Start Passage to read

Like most people, I am constantly looking for instant gratification. So, when I struggled with anxiety and depression that dragged on for an entire year, it was a really difficult time. If I had to walk through something tough, ideally, it would have lasted for 24 hours, and when I spent a year in bondage to anxiety and depression, it was pure torture. 

During my journey with these emotional disorders, I struggled, not just with the disorders themselves, but with the fact that I was a Christian who was suffering with them. I believed in God, I attended church, I loved studying the Word. How did I succumb to such bondage?

I did not struggle with depression growing up. When I would meet people who were depressed, I never understood why they just did not just choose to be happy. 

I was the type of kid who could not hold a grudge; if I had been wronged, I forgave quickly and moved on. Transgressions others committed against me did not affect me much emotionally. 

Later in life, though, my depression began with a single panic attack. It was something I had never experienced before and had never felt so out of control in my life. 

After the first panic attack, I immediately developed GAD (General Anxiety Disorder). Simply put, GAD is a condition that leaves its victim caught in a constant loop of anxiety. You never really feel at ease.  

I am very physically active and personally an extrovert, but beneath constant anxiety, I did not want to go anywhere.  I removed myself from gatherings and social fun, I stopped going to the grocery store (despite loving to grocery shop), and I just wanted to sit at home all the time. 

After a few months, this isolation led to depression. I felt as though the life I knew would never return to me. And even if it did, what would “normal” look like going forward?

Well, friends, my life did return to me and it is now better than ever because I live in the COMPLETE freedom that Christ has given to me!  

Jesus set me free on the Cross.  He said, “It is finished” and it was finished!  

So, if Jesus has set us free then why do so many Christ Followers live in bondage?

We all have our own story, but I really believe the reason most of us find ourselves in bondage is not because we are not “Christian enough,” but rather, because we do not truly believe that we are free.

When I was going through anxiety and depression, I DID believe in Jesus, but I think that is what made me feel the most defeated; I knew God, I walked in relationship with Jesus daily, I read the Word, I had a community of Godly women surrounding me, and I attended church.

I did believe as much as I knew how to believe, but deep down - in the deepest inner parts of my heart – I was plagued by fear. Fear of death, fear of people, fear of losing, fear of not being good enough, and fear of losing control. 

In addition to my fear, I carried a lot of guilt and shame. The enemy had me so bound and had been weaving his web of deception for years in my life, and one day, he decided to pull the rope as tight as he could and my whole world came crashing down.

There are seeds of deception that come our way daily and when we do not tend to those seeds, they turn into weeds in the flower beds of our lives. Those weeds grow deep, strong roots and thought we might chop them down on the surface but the roots still remain. 
It is not until we get on our knees, down in the mud, and dig those weeds out of our flower bed that we experience the true freedom that Jesus has given us.

God is so gracious and the word that He gave me during my year of struggle was, “One day at a time.”

End Passage to read
Start Provided data

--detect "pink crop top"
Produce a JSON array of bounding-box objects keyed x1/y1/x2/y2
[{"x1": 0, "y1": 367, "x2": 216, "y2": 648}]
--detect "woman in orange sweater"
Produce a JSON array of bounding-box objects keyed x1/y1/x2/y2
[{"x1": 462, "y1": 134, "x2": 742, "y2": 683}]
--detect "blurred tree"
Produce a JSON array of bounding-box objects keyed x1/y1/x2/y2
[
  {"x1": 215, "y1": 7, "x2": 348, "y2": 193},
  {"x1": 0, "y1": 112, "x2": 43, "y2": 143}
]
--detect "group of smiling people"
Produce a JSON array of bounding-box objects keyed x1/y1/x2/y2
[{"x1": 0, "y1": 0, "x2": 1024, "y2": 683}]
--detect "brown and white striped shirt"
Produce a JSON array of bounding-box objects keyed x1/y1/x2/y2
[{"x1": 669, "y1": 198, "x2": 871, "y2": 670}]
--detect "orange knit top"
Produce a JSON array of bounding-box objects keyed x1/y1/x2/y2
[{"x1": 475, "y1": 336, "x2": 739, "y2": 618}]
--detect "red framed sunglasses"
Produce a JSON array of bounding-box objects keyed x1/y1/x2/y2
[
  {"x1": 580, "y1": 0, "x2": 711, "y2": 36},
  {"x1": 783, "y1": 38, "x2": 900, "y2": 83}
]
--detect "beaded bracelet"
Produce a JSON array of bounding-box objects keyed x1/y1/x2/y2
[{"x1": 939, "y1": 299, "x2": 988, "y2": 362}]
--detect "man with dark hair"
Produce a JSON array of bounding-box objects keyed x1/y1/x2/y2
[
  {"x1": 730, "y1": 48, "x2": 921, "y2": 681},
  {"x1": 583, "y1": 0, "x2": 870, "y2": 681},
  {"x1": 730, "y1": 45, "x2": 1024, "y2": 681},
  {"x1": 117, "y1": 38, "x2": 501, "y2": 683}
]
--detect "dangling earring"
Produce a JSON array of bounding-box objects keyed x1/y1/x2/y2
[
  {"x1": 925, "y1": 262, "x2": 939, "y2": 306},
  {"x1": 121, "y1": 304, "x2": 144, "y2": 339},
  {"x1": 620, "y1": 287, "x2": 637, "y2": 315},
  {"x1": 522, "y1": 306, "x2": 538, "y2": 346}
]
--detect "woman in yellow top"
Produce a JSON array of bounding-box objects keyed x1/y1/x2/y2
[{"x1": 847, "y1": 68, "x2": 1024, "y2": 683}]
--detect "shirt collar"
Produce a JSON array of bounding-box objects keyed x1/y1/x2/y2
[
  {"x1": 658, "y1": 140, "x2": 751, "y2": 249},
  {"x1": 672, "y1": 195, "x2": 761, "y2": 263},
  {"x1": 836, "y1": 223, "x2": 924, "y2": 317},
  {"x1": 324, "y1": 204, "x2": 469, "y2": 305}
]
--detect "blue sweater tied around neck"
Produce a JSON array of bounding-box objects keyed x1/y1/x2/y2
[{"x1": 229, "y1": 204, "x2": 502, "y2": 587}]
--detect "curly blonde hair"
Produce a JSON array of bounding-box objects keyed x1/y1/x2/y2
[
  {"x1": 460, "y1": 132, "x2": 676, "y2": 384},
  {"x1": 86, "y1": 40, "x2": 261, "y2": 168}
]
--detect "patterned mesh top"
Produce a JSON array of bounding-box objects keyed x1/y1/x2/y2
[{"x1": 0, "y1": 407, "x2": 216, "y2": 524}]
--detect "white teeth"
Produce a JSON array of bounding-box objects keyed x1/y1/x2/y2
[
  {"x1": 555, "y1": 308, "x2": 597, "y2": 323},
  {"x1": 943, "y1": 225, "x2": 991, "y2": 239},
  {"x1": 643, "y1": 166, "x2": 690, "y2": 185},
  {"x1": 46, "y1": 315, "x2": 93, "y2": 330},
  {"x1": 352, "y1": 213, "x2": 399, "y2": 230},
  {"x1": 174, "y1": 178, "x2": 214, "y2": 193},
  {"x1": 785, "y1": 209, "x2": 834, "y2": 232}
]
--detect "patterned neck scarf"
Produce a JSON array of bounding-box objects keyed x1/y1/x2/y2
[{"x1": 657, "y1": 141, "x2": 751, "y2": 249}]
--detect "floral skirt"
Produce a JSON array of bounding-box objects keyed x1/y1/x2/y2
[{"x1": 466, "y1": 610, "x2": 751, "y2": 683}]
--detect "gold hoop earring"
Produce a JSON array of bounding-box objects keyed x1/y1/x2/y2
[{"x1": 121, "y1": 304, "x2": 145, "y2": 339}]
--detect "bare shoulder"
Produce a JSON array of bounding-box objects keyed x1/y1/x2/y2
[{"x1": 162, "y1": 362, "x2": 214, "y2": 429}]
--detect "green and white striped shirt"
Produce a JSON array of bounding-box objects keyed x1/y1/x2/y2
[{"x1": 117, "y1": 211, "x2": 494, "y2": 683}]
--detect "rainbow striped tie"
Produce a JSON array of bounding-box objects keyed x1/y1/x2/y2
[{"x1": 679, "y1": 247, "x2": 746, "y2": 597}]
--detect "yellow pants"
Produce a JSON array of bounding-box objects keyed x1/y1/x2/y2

End Provided data
Start Provided data

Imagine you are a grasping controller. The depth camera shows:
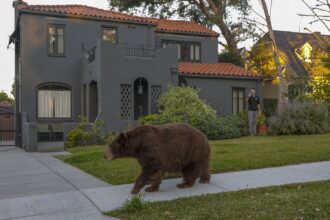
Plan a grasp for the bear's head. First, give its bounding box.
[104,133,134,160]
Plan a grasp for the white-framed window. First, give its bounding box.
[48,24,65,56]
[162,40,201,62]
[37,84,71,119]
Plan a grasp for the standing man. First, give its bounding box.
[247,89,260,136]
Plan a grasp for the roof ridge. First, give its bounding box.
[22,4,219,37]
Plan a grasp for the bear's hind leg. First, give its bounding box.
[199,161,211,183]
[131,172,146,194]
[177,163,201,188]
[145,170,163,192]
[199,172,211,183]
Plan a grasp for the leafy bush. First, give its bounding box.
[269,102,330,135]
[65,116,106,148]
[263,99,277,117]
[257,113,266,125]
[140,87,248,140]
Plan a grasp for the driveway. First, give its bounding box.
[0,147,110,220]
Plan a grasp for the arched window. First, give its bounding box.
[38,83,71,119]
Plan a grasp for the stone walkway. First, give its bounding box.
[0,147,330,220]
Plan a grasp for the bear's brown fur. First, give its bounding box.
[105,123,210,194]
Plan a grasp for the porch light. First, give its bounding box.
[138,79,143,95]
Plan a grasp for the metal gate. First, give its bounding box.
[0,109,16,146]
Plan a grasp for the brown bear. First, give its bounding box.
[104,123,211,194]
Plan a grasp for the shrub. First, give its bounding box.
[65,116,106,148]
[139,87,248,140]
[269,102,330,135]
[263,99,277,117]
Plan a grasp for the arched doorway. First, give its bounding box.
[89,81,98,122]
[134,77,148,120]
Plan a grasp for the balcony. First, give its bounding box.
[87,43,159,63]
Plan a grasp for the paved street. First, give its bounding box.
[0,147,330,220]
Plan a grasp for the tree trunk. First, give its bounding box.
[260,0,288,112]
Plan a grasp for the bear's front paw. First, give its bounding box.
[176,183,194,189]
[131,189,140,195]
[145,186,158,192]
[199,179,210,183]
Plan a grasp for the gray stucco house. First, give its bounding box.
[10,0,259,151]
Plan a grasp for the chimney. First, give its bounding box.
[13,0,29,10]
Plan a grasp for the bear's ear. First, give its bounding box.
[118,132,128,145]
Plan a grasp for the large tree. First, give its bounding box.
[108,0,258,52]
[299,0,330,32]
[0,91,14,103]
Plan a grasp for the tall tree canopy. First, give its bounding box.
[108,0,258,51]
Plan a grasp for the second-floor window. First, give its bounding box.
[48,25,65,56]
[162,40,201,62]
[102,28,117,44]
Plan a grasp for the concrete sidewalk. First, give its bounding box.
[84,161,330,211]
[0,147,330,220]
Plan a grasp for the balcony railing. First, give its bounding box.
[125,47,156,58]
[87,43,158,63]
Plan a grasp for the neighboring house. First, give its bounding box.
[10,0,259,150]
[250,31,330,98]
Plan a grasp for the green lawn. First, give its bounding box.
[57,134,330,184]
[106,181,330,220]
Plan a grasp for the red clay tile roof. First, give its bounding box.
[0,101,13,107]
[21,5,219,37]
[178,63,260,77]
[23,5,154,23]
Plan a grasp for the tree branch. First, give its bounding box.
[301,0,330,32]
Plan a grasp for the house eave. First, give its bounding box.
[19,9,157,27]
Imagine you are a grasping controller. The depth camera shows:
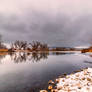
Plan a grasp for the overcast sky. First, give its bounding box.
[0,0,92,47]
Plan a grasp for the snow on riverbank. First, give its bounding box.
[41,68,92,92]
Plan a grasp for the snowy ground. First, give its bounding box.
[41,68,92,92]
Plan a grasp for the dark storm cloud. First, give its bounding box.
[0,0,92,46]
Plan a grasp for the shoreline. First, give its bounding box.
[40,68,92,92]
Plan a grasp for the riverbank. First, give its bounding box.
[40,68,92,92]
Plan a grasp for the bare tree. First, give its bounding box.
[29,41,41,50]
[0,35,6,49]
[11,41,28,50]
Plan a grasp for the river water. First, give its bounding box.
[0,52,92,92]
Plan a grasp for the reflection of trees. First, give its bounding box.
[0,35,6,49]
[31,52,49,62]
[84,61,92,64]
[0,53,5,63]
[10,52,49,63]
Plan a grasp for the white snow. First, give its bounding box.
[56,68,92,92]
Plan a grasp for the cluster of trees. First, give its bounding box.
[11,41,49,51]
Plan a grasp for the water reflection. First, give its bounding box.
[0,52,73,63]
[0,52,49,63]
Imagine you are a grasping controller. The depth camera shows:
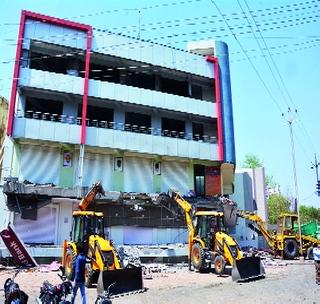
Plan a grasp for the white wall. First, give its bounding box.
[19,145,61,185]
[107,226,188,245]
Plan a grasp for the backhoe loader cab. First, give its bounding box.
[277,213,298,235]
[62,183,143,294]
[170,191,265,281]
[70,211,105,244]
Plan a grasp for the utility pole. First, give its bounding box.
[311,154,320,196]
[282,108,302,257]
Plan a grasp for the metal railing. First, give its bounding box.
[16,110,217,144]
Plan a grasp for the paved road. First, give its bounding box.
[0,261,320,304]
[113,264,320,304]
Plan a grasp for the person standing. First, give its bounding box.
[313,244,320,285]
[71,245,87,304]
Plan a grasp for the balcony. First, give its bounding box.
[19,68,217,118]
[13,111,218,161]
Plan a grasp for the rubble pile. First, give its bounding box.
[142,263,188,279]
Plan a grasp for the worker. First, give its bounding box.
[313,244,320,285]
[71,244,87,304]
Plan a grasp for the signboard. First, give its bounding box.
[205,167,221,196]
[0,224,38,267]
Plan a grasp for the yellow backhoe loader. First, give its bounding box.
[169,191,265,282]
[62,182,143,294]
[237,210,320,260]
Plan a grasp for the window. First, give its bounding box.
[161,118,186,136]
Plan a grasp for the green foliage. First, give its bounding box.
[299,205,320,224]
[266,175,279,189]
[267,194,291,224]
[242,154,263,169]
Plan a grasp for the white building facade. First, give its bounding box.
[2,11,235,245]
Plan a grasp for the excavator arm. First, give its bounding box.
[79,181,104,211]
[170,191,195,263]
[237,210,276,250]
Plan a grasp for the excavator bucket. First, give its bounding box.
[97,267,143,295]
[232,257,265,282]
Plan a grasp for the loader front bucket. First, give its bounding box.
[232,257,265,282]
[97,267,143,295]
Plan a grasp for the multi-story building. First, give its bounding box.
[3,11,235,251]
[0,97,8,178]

End Provided data
Start Provided data

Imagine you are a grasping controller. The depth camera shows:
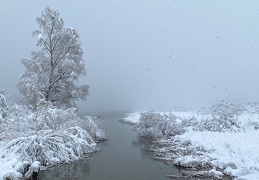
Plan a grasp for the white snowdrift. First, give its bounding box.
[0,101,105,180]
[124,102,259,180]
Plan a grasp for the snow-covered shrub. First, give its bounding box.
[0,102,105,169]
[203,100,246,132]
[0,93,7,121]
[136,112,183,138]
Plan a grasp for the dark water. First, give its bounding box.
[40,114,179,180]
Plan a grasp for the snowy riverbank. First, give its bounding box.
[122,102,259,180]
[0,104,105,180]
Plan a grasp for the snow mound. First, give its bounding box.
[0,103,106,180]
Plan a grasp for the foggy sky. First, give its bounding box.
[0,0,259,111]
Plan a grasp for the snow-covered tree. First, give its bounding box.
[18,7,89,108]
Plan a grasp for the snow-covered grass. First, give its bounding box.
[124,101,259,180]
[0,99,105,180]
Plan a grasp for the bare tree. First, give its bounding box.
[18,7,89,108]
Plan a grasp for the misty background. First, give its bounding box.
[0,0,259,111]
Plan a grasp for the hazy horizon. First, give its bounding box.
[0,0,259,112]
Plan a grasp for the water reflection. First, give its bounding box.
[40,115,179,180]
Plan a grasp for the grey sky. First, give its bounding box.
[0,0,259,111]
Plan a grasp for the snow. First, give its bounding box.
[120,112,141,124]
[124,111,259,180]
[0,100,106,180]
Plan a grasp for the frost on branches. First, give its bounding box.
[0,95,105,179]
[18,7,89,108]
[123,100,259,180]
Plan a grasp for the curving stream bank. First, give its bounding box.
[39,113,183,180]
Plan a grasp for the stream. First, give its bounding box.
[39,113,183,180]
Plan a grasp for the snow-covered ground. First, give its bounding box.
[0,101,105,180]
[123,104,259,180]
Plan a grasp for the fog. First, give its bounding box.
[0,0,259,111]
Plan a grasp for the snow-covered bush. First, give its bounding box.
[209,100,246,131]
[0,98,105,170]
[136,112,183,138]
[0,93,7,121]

End Provided data

## Aim
List each fear the writer names in the essay on anxiety and depression. Work only from the essay; the stored items play no part.

## Full response
- Fear of death
- Fear of people
- Fear of losing
- Fear of not being good enough
- Fear of losing control